» Texto para revisar:
****
Recordado por los niños de los '90, el slogan “entre todos podemos derrotarlo” unificó la estrategia comunicacional en torno de la prevención del cólera. En el primer spot, locutado tras una música ominosa, se anuncia que el país está bajo ataque, y que la higiene es la única arma efectiva para combatir al agresor.
Los anuncios, a cargo del Sistema Teleducativo Argentino (SITEA), contemplaban las diferentes situaciones socio-económicas y de hábitat de los espectadores. Tal es el caso del siguiente anuncio, destinado a las franjas marginalizadas de los trabajadores rurales y poblaciones en villas de emergencia, en el que se explica cómo realizar la limpieza de letrinas.
En 1993, las nuevas versiones de la campaña cambiaron de tono, aunque la impronta bélica continuaba: al cólera “ya se le había ganado una batalla”. Las recomendaciones para la desinfección de los alimentos y hasta para condimentar ensaladas de forma segura abandonaban la banda sonora tremendista, reemplazándola por una melodía optimista de sintetizadores.
Sin embargo, la realidad sonaba en otra clave: entre 1993 y 1994, el número de enfermos y víctimas fatales volvió a subir de manera drástica. En el medio de la campaña para elegir a los convencionales constituyentes que facultarían su posibilidad de buscar un segundo mandato, Menem creó un exiguo “fondo especial” para asistir las áreas más afectadas por el rebrote. El ministro de Salud y Acción Social, Julio César Aráoz, arremetió contra los productores rurales: “Tienen a sus trabajadores como perros, y existe el riesgo de que el rebrote se convierta, primero, en una epidemia y, luego, en una endemia que se tardaría 10 años en erradicar", señaló, aludiendo a las condiciones materiales que propician la enfermedad. En un extraño momento de conciencia social, conminó a los terratenientes a mejorar las barracas donde alojaban a los trabajadores golondrina, so pena de clausura. El tono amenazador y la diatriba clasista, por supuesto, se esfumó tras la aprobación de la reforma constitucional y la reelección de Menem: en 1996, en el pico máximo de la epidemia, se registraron 422 contagios y 5 muertos sólo en la provincia de Salta. Las obras sanitarias que podrían haber frenado la expansión de la enfermedad quedaron suspendidas ante necesidades más caras para la facción menemista gobernante.
****
(Registros tomados de una colección)
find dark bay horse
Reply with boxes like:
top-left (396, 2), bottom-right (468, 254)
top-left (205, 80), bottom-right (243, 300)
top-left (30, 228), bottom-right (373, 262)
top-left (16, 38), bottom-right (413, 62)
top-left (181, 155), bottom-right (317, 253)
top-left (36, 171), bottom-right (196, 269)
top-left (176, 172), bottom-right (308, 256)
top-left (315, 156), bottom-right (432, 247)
****
» Qué se pide:
Enumera, sin repetir, los años que el texto sobre la campaña contra el cólera escribe con sus cuatro cifras.

» Respuesta escrita:
1993, 1994 y 1996.